* Begin RECORDS *
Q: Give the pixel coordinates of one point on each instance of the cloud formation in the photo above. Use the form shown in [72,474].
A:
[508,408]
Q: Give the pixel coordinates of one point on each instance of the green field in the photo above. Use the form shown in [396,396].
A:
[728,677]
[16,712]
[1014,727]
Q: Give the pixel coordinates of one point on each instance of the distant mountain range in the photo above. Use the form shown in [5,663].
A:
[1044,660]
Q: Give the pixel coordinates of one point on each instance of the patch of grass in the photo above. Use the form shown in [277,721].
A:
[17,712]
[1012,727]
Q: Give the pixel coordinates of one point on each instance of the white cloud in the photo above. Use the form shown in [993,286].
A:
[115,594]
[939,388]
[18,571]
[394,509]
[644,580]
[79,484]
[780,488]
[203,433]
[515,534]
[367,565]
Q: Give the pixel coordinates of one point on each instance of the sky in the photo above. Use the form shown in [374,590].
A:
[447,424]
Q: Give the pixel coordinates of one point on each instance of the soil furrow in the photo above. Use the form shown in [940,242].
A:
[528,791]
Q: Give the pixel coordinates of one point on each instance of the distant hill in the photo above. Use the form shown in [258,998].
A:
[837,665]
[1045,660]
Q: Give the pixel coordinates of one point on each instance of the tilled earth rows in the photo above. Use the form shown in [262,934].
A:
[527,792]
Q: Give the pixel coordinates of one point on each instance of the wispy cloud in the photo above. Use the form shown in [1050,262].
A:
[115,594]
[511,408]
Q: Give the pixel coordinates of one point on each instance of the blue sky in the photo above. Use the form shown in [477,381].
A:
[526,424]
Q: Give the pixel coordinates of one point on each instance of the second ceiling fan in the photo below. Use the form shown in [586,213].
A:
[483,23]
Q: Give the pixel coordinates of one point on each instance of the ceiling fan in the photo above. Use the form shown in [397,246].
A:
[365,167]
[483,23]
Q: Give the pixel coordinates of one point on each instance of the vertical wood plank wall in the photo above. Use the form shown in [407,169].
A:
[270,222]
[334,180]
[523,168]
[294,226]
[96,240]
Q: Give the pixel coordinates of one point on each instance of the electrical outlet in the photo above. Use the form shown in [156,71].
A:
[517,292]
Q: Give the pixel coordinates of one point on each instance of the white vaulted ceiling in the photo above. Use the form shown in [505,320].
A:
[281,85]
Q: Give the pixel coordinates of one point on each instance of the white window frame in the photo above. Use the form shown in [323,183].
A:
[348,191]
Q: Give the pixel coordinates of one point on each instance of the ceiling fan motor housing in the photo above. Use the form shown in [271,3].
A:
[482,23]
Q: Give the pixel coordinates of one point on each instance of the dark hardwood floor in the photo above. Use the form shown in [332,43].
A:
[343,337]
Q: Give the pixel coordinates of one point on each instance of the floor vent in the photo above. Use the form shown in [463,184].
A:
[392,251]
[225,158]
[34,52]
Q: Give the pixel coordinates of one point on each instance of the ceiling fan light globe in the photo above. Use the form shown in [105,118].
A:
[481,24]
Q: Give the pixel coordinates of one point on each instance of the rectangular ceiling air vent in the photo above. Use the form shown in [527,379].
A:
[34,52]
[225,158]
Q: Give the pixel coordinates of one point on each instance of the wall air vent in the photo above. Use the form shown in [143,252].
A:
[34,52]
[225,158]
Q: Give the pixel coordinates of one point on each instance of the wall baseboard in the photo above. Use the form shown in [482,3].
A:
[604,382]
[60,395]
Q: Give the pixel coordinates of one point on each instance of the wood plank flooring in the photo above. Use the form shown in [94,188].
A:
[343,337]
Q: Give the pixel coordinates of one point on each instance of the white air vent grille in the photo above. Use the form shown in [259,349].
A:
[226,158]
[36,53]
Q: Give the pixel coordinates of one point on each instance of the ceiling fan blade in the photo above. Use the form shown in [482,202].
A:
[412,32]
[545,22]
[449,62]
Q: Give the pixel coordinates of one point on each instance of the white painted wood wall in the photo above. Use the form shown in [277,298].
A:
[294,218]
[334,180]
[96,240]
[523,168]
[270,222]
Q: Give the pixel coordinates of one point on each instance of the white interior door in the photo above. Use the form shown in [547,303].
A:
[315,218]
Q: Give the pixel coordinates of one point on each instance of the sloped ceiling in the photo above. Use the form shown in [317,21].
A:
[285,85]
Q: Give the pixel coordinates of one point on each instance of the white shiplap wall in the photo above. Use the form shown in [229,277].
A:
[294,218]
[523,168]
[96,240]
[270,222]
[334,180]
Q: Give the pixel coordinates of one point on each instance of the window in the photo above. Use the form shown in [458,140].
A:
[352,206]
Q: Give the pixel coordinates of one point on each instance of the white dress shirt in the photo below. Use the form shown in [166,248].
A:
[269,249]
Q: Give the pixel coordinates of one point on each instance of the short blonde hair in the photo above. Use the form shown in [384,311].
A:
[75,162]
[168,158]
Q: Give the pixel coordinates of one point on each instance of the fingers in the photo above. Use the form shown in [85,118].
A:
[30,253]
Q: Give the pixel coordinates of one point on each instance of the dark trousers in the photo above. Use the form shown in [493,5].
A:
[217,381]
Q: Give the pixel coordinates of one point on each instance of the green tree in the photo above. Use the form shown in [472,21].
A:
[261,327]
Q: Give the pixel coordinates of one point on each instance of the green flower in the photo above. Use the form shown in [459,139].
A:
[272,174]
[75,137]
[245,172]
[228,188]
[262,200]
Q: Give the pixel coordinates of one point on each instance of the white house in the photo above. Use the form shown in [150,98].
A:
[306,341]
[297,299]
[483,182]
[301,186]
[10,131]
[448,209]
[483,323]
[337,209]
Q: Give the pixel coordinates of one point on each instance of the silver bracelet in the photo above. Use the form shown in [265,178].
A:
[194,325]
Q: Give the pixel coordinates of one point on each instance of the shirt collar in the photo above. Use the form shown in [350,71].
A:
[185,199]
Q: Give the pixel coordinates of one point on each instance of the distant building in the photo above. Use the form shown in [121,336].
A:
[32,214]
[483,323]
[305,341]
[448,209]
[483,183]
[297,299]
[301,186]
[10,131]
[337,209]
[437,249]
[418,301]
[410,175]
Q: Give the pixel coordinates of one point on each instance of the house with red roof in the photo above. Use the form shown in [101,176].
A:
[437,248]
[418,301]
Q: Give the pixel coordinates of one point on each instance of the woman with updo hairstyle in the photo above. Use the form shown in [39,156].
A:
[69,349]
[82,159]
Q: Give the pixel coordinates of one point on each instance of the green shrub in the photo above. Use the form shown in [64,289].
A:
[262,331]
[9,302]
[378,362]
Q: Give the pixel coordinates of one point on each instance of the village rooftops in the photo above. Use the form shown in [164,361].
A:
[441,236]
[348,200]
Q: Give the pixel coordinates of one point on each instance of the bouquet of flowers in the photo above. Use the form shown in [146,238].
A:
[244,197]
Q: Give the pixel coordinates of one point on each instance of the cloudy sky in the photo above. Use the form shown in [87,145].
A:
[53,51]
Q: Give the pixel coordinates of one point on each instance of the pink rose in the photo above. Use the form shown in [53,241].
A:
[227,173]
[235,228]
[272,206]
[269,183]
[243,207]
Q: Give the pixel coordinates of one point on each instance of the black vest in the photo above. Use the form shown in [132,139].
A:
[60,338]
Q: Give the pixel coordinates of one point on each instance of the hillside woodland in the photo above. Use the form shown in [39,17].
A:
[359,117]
* End RECORDS *
» **WHAT YOU ARE ASKED TO DO**
Turn every line of the material above into a numbered list, and skip any blank lines.

» **RESULT OF THE TASK**
1. Q: Give the pixel coordinates of one point on each instance of the cloud formation in the photo above. Use the form shown in [72,474].
2. A:
3. [508,408]
4. Q: Give the pixel coordinates of one point on each instance of the green field in the photo above. Use the form shown in [396,396].
5. A:
6. [728,677]
7. [16,712]
8. [1014,727]
9. Q: Give the pixel coordinates of one point on each instance of the distant mountain range in the photo above. Use the form shown in [5,663].
10. A:
11. [1044,660]
12. Q: Give the pixel coordinates of one point on each instance of the patch of grass in the photo above. Use the form shown in [277,721].
13. A:
14. [17,712]
15. [1012,727]
16. Q: Give the pixel coordinates of one point on each instance of the white cloud in the photo above. Use the form shown in [993,286].
17. A:
18. [115,594]
19. [939,388]
20. [18,571]
21. [394,509]
22. [644,580]
23. [79,484]
24. [780,488]
25. [203,433]
26. [515,534]
27. [367,565]
28. Q: Give the pixel coordinates of one point on each instance of the sky in the photo above. Use the form shown in [374,590].
29. A:
30. [447,424]
31. Q: Give the pixel coordinates of one point on each instance of the soil furrow in the photo above. Use the form shown in [940,242].
32. A:
33. [528,791]
34. Q: Give the pixel coordinates of one point on each instance of the distant hill in the photo above. Use the form shown in [258,998].
35. A:
36. [837,665]
37. [1045,660]
38. Q: Give the pixel coordinates of one point on each instance of the tilled earth rows in the photo above. Use the form shown in [262,934].
39. A:
40. [527,792]
41. Q: Give the pixel coordinates of one point on each instance of the wispy cloud in the photo above. Use the form shown in [1050,262].
42. A:
43. [115,594]
44. [511,408]
45. Q: Give the pixel coordinates of one point on each instance of the blue sky in the photo above. Use the form shown in [477,381].
46. A:
47. [526,424]
48. Q: Give the pixel coordinates of one point on each instance of the second ceiling fan in the photo below. Use the form shown in [586,213].
49. A:
50. [483,23]
51. Q: Give the pixel coordinates of one point on each instance of the ceiling fan in the photo above. Use the form shown in [397,246].
52. A:
53. [365,167]
54. [483,23]
55. Q: Give the pixel coordinates of one point on each instance of the vertical wood plank wall in the photo above. Use the form shown in [407,169].
56. A:
57. [270,222]
58. [334,180]
59. [523,168]
60. [294,226]
61. [96,240]
62. Q: Give the pixel coordinates of one point on each instance of the electrical outlet in the photo above. Use the form shown in [156,71].
63. A:
64. [517,292]
65. Q: Give the pixel coordinates of one point on each instance of the white vaulted ceiling in the photo above. Use the form shown in [505,320].
66. A:
67. [281,85]
68. Q: Give the pixel coordinates of one point on each instance of the white window frame in the photo above. Use the form shown in [323,183].
69. A:
70. [348,191]
71. Q: Give the pixel coordinates of one point on each instance of the ceiling fan motor housing in the photo above. Use the form shown in [271,3].
72. A:
73. [482,23]
74. Q: Give the pixel coordinates of one point on each instance of the dark hardwood floor in the photo above. Use the form shown in [332,43].
75. A:
76. [343,337]
77. Q: Give the pixel coordinates of one point on each instance of the floor vent in the photo above. Use the form shown in [463,184].
78. A:
79. [392,251]
80. [225,158]
81. [34,52]
82. Q: Give the pixel coordinates of one point on each instance of the ceiling fan light globe in the photo above. Use the form shown in [105,118].
83. A:
84. [481,24]
85. Q: Give the pixel coordinates of one point on each instance of the rectangular ceiling air vent in the photo above. Use the form shown in [527,379].
86. A:
87. [34,52]
88. [225,158]
89. Q: Give the pixel coordinates of one point on each instance of the wall air vent in the photo above. Use the form shown in [143,252].
90. A:
91. [34,52]
92. [225,158]
93. Q: Give the pixel coordinates of one point on each instance of the wall baseboard in the photo above. Use the form shown in [482,3].
94. A:
95. [604,382]
96. [60,395]
97. Q: Give the pixel coordinates of one point on each instance of the wood plank flooring in the photo above. Use the form shown in [94,188].
98. A:
99. [343,337]
100. Q: Give the pixel coordinates of one point on each instance of the white air vent grille in the photo above. Use the form shown in [259,349].
101. A:
102. [226,158]
103. [36,53]
104. Q: Give the pixel coordinates of one point on each instance of the ceiling fan blade in the photo above. Use the form shown in [482,202].
105. A:
106. [412,32]
107. [545,22]
108. [449,62]
109. Q: Give the pixel coordinates of one point on each instance of the white painted wood wall in the photo above. Use the form shown in [277,298].
110. A:
111. [294,218]
112. [334,180]
113. [96,240]
114. [523,168]
115. [270,222]
116. Q: Give the pixel coordinates of one point on each instance of the white interior door in the photo above. Use the form shown in [547,303].
117. A:
118. [315,218]
119. Q: Give the pixel coordinates of one point on each instance of the sloped ceiling in the photo above. Use the form shown in [317,21].
120. A:
121. [285,85]
122. Q: Give the pixel coordinates of one point on each instance of the white shiplap wall in the photo above. Use the form shown in [229,277].
123. A:
124. [294,218]
125. [523,168]
126. [96,240]
127. [270,222]
128. [334,180]
129. Q: Give the pixel coordinates of one point on each instance of the window in the photo above. Use the form shown in [458,140].
130. A:
131. [352,206]
132. Q: Give the pixel coordinates of one point on each instance of the white dress shirt in the photo below. Use the form shown in [166,248].
133. A:
134. [269,249]
135. Q: Give the pixel coordinates of one point on each instance of the short blonde hair in the photo above. Use the form shown in [384,311].
136. A:
137. [75,162]
138. [168,158]
139. Q: Give the pixel coordinates of one point on each instance of the fingers in the photo above. Use the form shown in [85,118].
140. A:
141. [30,253]
142. Q: Give the pixel coordinates of one point on each instance of the dark trousers in the photo above. Use the form shown in [493,5].
143. A:
144. [217,381]
145. Q: Give the pixel coordinates of one point on each instance of the green tree in the photo above. Use the form shown in [472,21].
146. A:
147. [261,327]
148. Q: Give the pixel coordinates of one point on each instance of the green flower in the photo above. Use the form shown in [459,139].
149. A:
150. [272,174]
151. [75,137]
152. [245,172]
153. [228,188]
154. [262,200]
155. Q: Give the pixel coordinates of one point on each instance of the white house in the photo above. Use the form shown in [150,98].
156. A:
157. [306,341]
158. [297,299]
159. [483,182]
160. [301,186]
161. [10,131]
162. [448,209]
163. [483,323]
164. [337,209]
165. Q: Give the pixel coordinates of one point on each instance of the silver bracelet in the photo above. Use the form shown in [265,178].
166. A:
167. [194,325]
168. Q: Give the pixel coordinates of one point on each instance of the shirt collar in the photo above. Use the form shown in [350,71].
169. A:
170. [185,199]
171. Q: Give the pixel coordinates of one point on each instance of the distant building in the photo above. Use the form shown in [121,336].
172. A:
173. [32,214]
174. [483,323]
175. [305,341]
176. [448,209]
177. [483,183]
178. [297,299]
179. [301,186]
180. [10,131]
181. [337,209]
182. [437,249]
183. [418,301]
184. [410,175]
185. Q: Give the pixel coordinates of one point on each instance of the house with red roof in the photo above. Use the form shown in [101,176].
186. A:
187. [437,248]
188. [418,301]
189. Q: Give the pixel coordinates of one point on each instance of the woman with updo hairstyle in the photo above. Use the form shown in [39,156].
190. A:
191. [69,349]
192. [82,159]
193. Q: Give the pixel coordinates of one point on each instance of the green shrub in the photo above. Use the form shown in [64,289].
194. A:
195. [262,331]
196. [9,302]
197. [378,362]
198. Q: Give the pixel coordinates of one point on each instance of the village rooftops in the photo above. Use the form shown in [164,361].
199. A:
200. [441,236]
201. [348,200]
202. Q: Give the pixel coordinates of one point on each instance of the bouquet of flowers in the photo above. Use the form shown in [146,238].
203. A:
204. [244,197]
205. Q: Give the pixel coordinates of one point on each instance of the cloudy sky in the photo above. Use the form shown in [87,145].
206. A:
207. [53,51]
208. Q: Give the pixel coordinates of one point on each instance of the pink rose in the photo above. Use the form shown in [53,241].
209. A:
210. [227,173]
211. [235,228]
212. [272,206]
213. [269,183]
214. [243,207]
215. Q: Give the pixel coordinates of one point on each instance of the black vest in the photo above. Use the form shown in [132,139].
216. A:
217. [60,338]
218. Q: Give the pixel coordinates of one point on each instance of the hillside woodland in the photo above. Use the form shown in [39,17].
219. A:
220. [359,117]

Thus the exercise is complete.